### Records for this task
- - - - - - -
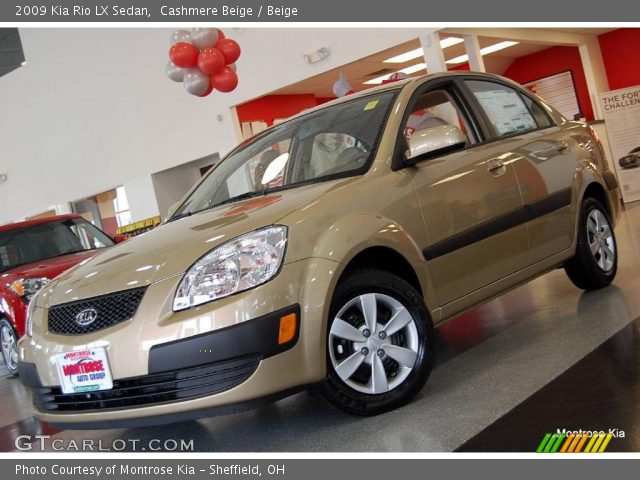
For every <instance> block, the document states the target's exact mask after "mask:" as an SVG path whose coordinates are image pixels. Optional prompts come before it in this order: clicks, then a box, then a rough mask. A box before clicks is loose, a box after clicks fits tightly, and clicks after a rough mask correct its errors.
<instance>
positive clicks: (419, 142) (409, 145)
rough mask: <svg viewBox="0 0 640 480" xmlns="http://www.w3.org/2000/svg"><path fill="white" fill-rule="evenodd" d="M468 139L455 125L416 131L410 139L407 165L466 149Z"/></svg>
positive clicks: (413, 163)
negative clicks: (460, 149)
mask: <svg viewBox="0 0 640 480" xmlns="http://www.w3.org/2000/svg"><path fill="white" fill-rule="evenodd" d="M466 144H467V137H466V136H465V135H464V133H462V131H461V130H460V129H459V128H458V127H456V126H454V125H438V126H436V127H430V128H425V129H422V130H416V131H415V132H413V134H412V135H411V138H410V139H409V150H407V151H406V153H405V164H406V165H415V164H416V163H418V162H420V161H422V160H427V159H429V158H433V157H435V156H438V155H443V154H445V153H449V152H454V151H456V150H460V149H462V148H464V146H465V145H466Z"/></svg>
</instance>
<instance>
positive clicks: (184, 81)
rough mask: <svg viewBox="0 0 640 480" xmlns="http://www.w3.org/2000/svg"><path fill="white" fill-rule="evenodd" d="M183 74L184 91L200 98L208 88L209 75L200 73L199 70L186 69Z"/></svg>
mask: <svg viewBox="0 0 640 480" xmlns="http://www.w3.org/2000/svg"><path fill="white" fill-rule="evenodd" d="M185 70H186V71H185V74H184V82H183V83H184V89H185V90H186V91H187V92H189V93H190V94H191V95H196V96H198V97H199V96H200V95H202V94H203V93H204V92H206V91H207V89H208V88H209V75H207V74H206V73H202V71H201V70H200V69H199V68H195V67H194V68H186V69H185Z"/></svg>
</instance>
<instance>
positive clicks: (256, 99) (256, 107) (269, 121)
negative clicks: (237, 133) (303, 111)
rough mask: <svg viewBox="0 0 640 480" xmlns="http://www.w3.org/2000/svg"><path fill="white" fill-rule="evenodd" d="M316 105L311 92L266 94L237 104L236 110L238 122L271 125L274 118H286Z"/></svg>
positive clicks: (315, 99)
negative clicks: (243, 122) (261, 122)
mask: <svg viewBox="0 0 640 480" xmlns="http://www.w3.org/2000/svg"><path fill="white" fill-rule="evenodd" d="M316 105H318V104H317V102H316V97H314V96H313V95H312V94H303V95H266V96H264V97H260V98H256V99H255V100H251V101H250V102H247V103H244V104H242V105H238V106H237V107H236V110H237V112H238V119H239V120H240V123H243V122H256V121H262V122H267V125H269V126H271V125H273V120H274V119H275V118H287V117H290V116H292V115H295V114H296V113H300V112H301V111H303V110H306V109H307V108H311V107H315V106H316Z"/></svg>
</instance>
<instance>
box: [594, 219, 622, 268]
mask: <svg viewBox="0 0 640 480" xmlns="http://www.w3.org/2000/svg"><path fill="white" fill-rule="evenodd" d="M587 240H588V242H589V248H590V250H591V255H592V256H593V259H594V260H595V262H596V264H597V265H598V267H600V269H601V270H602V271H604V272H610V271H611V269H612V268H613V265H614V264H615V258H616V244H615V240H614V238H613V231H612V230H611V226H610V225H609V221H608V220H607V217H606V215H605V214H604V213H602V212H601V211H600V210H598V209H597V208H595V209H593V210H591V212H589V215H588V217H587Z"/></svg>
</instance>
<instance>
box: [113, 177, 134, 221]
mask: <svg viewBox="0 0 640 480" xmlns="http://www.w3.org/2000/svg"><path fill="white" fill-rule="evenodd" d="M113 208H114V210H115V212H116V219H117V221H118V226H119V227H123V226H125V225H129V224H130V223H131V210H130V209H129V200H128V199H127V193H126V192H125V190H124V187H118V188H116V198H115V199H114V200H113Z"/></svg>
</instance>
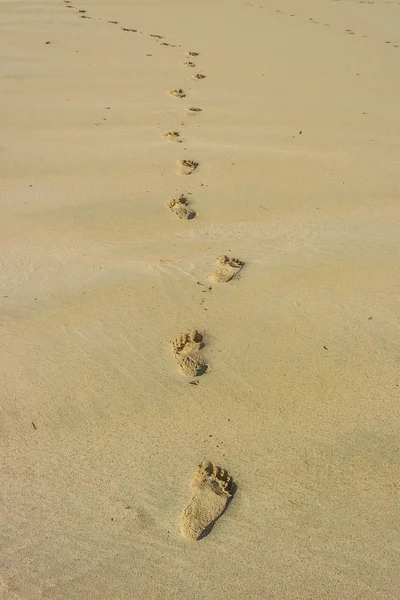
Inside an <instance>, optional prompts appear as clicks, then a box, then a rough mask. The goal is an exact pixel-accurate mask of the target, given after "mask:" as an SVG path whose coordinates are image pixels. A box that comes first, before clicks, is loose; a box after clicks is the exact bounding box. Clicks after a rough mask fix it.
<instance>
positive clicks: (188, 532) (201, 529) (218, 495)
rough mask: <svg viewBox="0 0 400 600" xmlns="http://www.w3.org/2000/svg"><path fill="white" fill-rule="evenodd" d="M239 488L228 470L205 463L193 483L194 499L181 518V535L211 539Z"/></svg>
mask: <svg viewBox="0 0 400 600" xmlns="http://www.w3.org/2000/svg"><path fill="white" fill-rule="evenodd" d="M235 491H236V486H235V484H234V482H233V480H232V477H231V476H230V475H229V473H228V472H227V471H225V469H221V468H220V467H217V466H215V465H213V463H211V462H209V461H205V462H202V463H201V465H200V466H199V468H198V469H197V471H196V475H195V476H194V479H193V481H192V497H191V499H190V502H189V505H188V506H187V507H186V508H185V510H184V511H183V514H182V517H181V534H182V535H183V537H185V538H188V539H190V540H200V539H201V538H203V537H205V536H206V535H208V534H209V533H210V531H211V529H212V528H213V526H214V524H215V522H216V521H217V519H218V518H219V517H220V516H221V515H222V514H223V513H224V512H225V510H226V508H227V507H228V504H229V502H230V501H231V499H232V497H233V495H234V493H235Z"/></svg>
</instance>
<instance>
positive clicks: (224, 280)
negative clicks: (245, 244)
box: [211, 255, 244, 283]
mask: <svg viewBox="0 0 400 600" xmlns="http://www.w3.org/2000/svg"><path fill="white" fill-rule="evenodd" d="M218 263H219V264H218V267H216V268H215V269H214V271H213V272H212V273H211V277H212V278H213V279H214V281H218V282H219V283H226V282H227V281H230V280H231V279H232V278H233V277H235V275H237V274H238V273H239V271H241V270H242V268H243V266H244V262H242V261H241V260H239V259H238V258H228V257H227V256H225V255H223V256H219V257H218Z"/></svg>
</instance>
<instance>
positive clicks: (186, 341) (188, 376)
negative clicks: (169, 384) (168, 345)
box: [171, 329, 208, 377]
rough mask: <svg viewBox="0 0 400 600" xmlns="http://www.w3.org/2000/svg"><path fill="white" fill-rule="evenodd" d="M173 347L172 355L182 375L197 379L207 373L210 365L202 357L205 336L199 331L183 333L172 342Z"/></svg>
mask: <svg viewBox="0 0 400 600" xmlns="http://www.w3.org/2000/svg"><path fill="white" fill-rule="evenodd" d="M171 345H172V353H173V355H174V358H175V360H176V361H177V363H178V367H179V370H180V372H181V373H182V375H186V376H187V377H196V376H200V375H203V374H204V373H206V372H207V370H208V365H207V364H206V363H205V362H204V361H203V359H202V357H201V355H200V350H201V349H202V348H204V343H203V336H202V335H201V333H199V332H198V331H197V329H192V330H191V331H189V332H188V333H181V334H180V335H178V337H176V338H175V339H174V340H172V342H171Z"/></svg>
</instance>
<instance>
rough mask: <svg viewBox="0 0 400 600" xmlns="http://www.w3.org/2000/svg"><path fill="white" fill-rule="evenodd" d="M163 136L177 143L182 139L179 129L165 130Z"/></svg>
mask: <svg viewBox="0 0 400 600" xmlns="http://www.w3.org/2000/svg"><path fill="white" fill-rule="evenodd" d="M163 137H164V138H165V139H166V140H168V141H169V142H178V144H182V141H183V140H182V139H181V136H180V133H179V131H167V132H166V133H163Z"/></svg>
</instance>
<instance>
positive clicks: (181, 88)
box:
- - - - - - -
### Action item
All that is wanted is each line, word for word, from the first line of the data to the one holding "positive clicks: (413, 163)", with the pictures left out.

### Answer space
For every <instance> block, the document states the target's exact mask after "mask:" as an SVG path whose coordinates are image pixels. Optional prompts come before it in this order: clicks, then a box, then a rough mask. A box before clicks is loose, a box after clicks fits tightly, and clicks after a rough mask correct its errors.
<instance>
positive clicks: (419, 142) (409, 145)
rough mask: <svg viewBox="0 0 640 480" xmlns="http://www.w3.org/2000/svg"><path fill="white" fill-rule="evenodd" d="M468 139L455 125L416 131L410 139L407 165L466 149Z"/></svg>
positive clicks: (413, 163)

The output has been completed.